**AIM OF THE TASK**
Reproduce the court judgment from "High Court Of" up to and including "a common judgment.", word for word.

High Court Of Judicature at Allahabad|23 January, 1993

JUDGMENT / ORDER

JUDGMENT S.N. Sahay, J.
1. Since a common question of law has been raised in both the writ petitions, they are being disposed of by a common judgment.
2. In Writ Petition No. 3094(MB) of 1991, it will appear from a perusal of the impugned order contained in armexure-5 to the writ petition that the petitioner-company filed a return of income for the assessment year 1990-91 declaring a loss of Rs. 49,64,09,180. The petitioner had filed a tentative profit and loss account along with the return and the tax audit report. The Assessing Officer took the view that the return was defective, inasmuch as no compliance was made with the provisions contained in Clauses (bb) and (d)(i) of the Explanation to Sub-section (9) of Section 139 of the Income-tax Act, 1961. The Assessing Officer was of the opinion that, since the petitioner had filed only a tentative profit and loss account and the audit report filed by the petitioner was also based on the same, it cannot be said that the petitioner has submitted the audit report as required by Section 44AB in respect of the profit and loss account of the petitioner-company. It appears that an opportunity was given by the Assessing Officer to the petitioner-company to remove the defects which were not removed to the satisfaction of the Assessing Officer. Therefore, the Assessing Officer passed the impugned order to the effect that, as the assessee has failed to remove the defects, the alleged return filed on December 31, 1990, would be treated as an invalid return and non est and it would be deemed that the assessee had not filed any return for the assessment year 1990-91.
3. In Writ Petition No. 1356(MB) of 1992, the impugned order dated August 22, 1991, passed by the Assessing Officer contained in annexure-6 to the writ petition shows that the assessee, U. P. State Sugar Corporation Ltd., filed its return of income on December 20, 1990, declaring a loss of Rs. 1,59,89,95,087. The return was accompanied by an audit report in Form No. 3CA and provisional profit and loss account in annexure-D signed by the Chairman only and unsigned in annexures-E to H 1(i) to 1(iii). No balance-sheet had been filed with the return. The defects were intimated to the assessee. The petitioner was requested to remove the defects by a certain date. The petitioner submitted a reply and, after consideration of the same, it was held by the Assessing Officer that, though the assessee-company has furnished an audit report in Form No. 3CA on the basis of the provisional profit and loss account, it has failed to fulfil the complete requirements of Section 139(9)(e) of the Income-tax Act, 1961.
"Accordingly, it was held by the Assessing Officer that the report was invalid and non est, under Section 139(9) of the said Act and the provisions of the Act are to be applied as if the assessee has failed to furnish a return".

**Excerpts of pointing data**

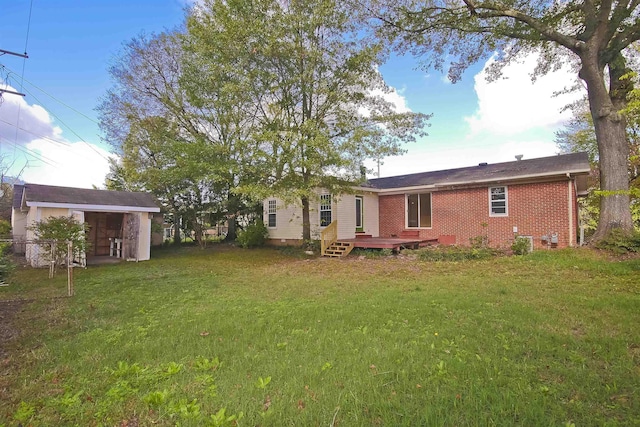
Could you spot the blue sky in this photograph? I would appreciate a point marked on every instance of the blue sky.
(51, 135)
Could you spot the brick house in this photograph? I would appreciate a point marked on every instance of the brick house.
(536, 198)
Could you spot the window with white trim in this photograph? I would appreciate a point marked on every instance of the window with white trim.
(325, 210)
(271, 212)
(498, 201)
(419, 210)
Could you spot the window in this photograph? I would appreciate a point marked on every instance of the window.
(498, 201)
(419, 210)
(359, 213)
(325, 210)
(272, 213)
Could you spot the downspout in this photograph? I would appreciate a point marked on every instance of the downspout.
(570, 208)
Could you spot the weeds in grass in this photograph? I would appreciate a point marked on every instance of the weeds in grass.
(216, 337)
(455, 253)
(620, 243)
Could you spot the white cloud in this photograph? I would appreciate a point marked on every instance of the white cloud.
(464, 156)
(35, 145)
(77, 164)
(513, 104)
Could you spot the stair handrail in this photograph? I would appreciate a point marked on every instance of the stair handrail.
(328, 236)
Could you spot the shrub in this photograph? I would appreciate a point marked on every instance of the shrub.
(5, 229)
(254, 235)
(55, 232)
(521, 246)
(6, 263)
(620, 242)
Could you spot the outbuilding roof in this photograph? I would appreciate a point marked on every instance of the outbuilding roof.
(36, 194)
(574, 163)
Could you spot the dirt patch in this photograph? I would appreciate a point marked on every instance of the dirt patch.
(8, 319)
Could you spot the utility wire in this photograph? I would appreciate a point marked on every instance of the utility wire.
(47, 138)
(53, 97)
(68, 127)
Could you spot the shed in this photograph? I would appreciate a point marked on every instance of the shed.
(116, 219)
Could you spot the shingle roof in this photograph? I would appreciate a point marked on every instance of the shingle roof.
(17, 195)
(544, 166)
(81, 196)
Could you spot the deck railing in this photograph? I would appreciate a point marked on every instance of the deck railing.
(328, 236)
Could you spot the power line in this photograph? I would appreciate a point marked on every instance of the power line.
(52, 97)
(47, 138)
(68, 127)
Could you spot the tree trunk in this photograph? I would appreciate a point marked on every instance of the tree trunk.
(232, 229)
(232, 217)
(613, 149)
(176, 228)
(306, 224)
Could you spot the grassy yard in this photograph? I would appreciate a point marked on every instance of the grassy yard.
(200, 337)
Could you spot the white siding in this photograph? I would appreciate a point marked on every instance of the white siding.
(289, 218)
(371, 214)
(32, 252)
(19, 224)
(144, 237)
(345, 213)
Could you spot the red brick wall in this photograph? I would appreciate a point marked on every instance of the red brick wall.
(536, 209)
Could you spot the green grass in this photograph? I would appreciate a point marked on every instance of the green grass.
(198, 337)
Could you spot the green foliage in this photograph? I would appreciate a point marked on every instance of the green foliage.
(303, 89)
(312, 245)
(619, 242)
(53, 233)
(254, 235)
(6, 261)
(5, 229)
(521, 246)
(456, 253)
(579, 136)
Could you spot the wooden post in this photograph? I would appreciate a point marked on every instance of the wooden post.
(52, 266)
(70, 268)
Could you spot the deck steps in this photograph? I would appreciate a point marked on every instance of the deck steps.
(339, 249)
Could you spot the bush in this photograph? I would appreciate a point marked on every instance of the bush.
(5, 229)
(620, 243)
(254, 235)
(521, 246)
(6, 263)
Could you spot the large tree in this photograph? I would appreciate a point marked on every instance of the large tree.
(595, 34)
(168, 145)
(320, 109)
(579, 135)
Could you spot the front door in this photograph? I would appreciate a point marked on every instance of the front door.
(359, 214)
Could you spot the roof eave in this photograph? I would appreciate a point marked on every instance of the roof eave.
(94, 208)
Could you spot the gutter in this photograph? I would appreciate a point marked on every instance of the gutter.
(93, 208)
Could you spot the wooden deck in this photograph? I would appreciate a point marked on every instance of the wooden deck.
(394, 243)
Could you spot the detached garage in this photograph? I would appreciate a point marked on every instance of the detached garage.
(119, 221)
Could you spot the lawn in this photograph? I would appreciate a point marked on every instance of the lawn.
(225, 336)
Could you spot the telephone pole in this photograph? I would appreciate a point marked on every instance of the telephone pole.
(21, 55)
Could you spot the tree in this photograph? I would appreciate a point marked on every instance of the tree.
(53, 233)
(166, 143)
(318, 100)
(579, 135)
(594, 34)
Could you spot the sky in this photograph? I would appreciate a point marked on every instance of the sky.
(51, 136)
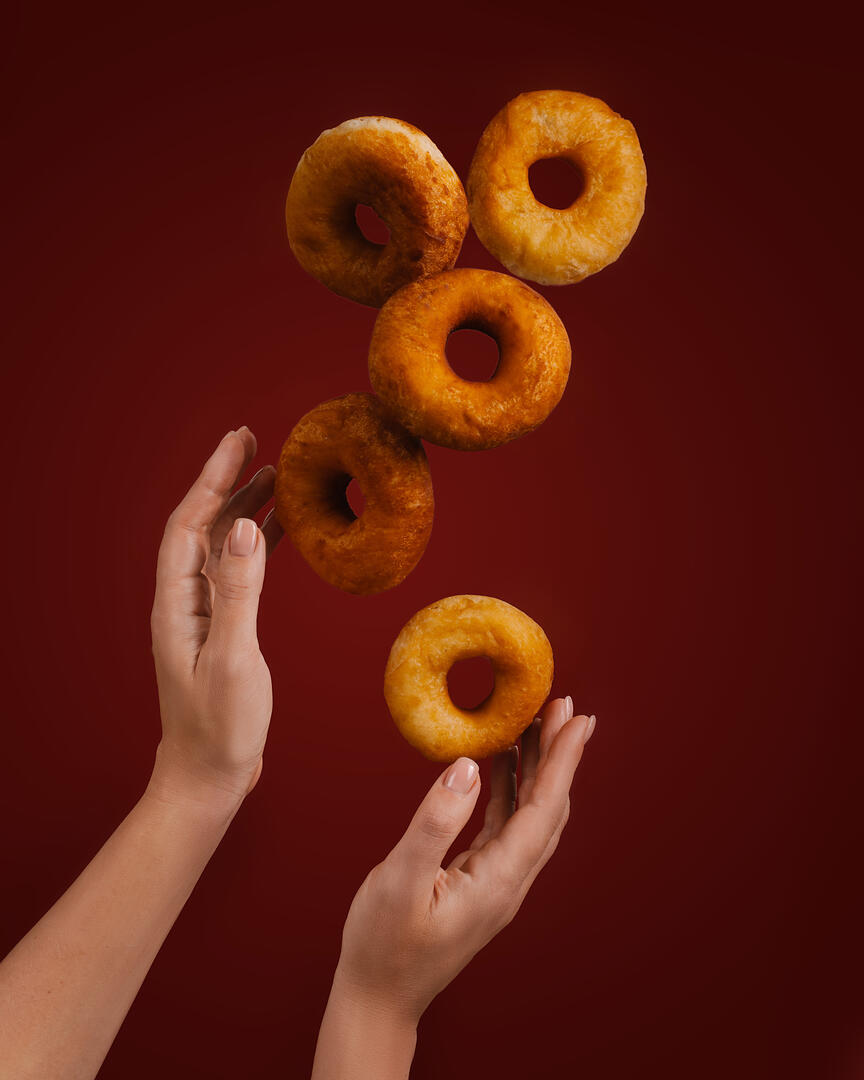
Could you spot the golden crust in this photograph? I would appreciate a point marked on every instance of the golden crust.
(353, 436)
(455, 629)
(396, 170)
(531, 240)
(408, 365)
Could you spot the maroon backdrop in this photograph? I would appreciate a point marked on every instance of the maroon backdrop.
(682, 526)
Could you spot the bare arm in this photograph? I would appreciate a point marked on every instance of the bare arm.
(67, 986)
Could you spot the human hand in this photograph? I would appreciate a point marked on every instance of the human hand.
(215, 693)
(413, 925)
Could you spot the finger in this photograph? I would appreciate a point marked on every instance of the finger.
(237, 589)
(553, 716)
(272, 531)
(185, 543)
(521, 846)
(530, 757)
(440, 819)
(501, 805)
(245, 502)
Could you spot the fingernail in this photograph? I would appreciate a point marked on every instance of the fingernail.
(461, 774)
(243, 538)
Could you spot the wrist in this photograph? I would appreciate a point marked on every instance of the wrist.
(179, 782)
(363, 1035)
(381, 1008)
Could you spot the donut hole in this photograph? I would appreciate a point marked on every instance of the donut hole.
(373, 227)
(470, 682)
(556, 181)
(354, 498)
(342, 496)
(472, 353)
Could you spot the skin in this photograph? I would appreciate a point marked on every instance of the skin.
(414, 925)
(67, 986)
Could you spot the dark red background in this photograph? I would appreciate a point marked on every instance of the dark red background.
(683, 526)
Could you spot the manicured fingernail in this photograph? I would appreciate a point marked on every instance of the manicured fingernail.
(461, 774)
(243, 538)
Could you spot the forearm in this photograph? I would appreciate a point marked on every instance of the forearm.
(67, 986)
(362, 1039)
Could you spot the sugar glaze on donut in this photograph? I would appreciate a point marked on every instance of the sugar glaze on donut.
(456, 629)
(395, 169)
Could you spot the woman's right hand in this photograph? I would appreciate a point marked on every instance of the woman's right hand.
(415, 925)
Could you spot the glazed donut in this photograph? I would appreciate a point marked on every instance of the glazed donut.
(408, 364)
(397, 171)
(531, 240)
(455, 629)
(345, 439)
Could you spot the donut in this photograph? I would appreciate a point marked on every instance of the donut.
(408, 364)
(455, 629)
(396, 170)
(531, 240)
(345, 439)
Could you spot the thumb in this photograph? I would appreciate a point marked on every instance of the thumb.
(238, 586)
(440, 819)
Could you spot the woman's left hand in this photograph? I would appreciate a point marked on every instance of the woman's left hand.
(214, 686)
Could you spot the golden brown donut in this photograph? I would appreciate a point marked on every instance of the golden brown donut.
(408, 364)
(531, 240)
(345, 439)
(431, 643)
(396, 170)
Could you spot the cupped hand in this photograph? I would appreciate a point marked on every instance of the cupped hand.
(414, 925)
(214, 686)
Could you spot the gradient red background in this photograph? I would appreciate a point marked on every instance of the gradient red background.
(683, 526)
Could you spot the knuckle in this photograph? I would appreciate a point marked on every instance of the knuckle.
(232, 589)
(435, 825)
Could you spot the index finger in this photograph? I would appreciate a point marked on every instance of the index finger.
(184, 548)
(524, 844)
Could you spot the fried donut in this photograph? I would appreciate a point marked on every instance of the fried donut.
(531, 240)
(396, 170)
(455, 629)
(408, 364)
(345, 439)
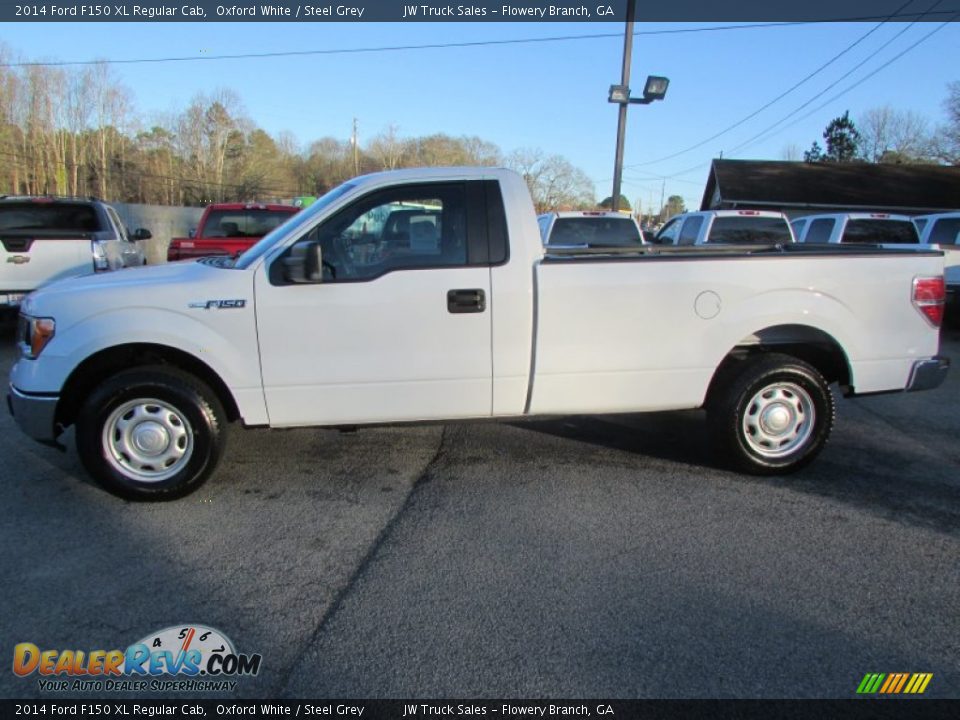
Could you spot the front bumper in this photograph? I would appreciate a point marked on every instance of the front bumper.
(928, 374)
(35, 414)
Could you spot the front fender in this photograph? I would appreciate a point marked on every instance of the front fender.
(223, 340)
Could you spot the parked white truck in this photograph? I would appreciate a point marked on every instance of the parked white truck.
(331, 321)
(713, 227)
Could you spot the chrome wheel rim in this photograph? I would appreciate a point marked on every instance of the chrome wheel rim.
(778, 420)
(147, 440)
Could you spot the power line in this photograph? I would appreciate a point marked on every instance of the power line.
(433, 46)
(766, 132)
(778, 97)
(130, 171)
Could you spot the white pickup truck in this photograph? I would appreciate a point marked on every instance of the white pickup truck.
(332, 320)
(743, 227)
(47, 238)
(856, 228)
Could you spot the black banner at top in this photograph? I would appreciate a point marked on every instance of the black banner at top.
(480, 11)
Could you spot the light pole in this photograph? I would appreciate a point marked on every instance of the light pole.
(654, 89)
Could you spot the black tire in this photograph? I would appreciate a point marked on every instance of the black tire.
(770, 415)
(172, 417)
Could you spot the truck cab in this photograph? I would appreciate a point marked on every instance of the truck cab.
(336, 319)
(856, 228)
(726, 227)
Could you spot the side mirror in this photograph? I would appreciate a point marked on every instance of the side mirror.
(304, 264)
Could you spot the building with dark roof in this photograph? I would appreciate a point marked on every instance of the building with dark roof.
(800, 188)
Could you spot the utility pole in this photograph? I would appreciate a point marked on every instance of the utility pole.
(356, 149)
(622, 118)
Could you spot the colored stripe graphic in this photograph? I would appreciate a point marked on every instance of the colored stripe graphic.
(894, 683)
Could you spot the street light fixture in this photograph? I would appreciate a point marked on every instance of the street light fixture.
(654, 89)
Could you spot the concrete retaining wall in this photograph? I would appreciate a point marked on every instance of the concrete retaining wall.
(163, 221)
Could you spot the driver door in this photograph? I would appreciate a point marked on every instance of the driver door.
(396, 327)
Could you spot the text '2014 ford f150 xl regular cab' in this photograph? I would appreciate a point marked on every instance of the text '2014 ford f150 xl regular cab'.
(342, 317)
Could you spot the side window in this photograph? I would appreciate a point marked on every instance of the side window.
(668, 233)
(407, 227)
(797, 227)
(544, 222)
(120, 227)
(946, 232)
(820, 230)
(691, 229)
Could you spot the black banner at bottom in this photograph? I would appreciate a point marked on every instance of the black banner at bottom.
(914, 709)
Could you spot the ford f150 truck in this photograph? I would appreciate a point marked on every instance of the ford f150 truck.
(943, 230)
(589, 229)
(334, 320)
(46, 238)
(863, 228)
(229, 229)
(763, 227)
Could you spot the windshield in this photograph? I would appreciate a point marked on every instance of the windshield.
(67, 217)
(244, 223)
(295, 223)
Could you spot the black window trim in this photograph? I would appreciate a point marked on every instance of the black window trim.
(482, 198)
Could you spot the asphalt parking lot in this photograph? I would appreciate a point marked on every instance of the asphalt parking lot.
(579, 557)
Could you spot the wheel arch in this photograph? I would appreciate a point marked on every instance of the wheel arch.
(94, 369)
(804, 342)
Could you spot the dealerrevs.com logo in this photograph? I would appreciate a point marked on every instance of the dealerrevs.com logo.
(184, 657)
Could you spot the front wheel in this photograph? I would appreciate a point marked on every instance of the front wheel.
(772, 415)
(151, 433)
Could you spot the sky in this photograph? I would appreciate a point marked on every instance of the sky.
(548, 95)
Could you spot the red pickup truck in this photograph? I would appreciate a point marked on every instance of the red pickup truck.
(229, 229)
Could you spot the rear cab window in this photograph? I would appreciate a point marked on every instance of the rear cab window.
(876, 231)
(690, 230)
(28, 216)
(750, 230)
(595, 232)
(946, 231)
(820, 230)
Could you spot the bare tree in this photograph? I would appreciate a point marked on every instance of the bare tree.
(947, 138)
(388, 148)
(554, 182)
(888, 135)
(791, 152)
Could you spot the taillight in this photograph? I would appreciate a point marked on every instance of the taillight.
(100, 262)
(929, 294)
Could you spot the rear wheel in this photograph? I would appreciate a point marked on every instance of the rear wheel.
(771, 415)
(151, 433)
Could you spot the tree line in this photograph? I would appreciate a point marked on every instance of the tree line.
(77, 132)
(886, 135)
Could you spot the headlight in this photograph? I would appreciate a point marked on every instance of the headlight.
(34, 334)
(100, 262)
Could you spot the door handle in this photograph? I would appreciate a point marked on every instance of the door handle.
(462, 301)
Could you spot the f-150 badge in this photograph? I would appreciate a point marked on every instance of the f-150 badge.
(218, 304)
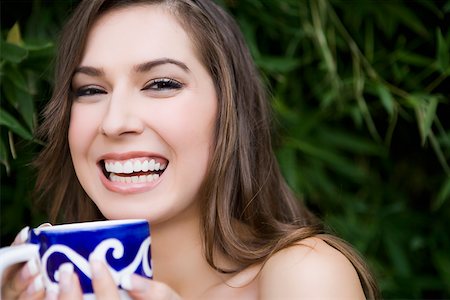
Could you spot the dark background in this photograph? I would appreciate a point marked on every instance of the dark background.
(360, 92)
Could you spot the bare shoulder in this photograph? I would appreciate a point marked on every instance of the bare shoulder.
(311, 269)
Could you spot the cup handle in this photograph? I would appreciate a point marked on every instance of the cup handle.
(15, 254)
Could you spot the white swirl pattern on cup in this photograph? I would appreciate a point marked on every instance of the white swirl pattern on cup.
(99, 253)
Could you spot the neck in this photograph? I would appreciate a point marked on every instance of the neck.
(178, 259)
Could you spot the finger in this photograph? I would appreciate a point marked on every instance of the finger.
(140, 288)
(35, 290)
(102, 281)
(69, 285)
(23, 277)
(22, 236)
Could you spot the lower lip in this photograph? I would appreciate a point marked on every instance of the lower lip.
(128, 188)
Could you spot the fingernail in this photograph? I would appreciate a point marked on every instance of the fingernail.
(133, 282)
(45, 225)
(36, 286)
(30, 269)
(126, 283)
(65, 277)
(96, 268)
(51, 295)
(22, 236)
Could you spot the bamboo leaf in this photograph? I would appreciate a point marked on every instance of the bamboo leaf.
(14, 125)
(278, 64)
(4, 156)
(12, 53)
(443, 52)
(443, 195)
(14, 36)
(386, 98)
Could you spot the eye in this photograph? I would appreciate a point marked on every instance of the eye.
(163, 84)
(88, 91)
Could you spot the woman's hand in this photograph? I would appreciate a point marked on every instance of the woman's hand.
(23, 281)
(138, 288)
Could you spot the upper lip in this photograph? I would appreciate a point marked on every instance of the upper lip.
(129, 155)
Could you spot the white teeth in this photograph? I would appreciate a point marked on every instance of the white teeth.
(144, 166)
(118, 168)
(134, 165)
(127, 167)
(151, 165)
(133, 179)
(137, 166)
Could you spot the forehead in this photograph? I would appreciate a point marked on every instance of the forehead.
(136, 33)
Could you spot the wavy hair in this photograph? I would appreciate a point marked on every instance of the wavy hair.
(248, 211)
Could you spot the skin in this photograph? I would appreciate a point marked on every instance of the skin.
(118, 117)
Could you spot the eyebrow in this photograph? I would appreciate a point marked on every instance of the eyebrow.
(140, 68)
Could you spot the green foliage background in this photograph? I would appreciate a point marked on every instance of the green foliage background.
(360, 93)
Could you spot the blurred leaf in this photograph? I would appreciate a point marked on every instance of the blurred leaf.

**RESPONSE TO THIS EXERCISE**
High Court Of Judicature at Allahabad|23 January, 1993

JUDGMENT / ORDER

JUDGMENT S.N. Sahay, J.
1. Since a common question of law has been raised in both the writ petitions, they are being disposed of by a common judgment.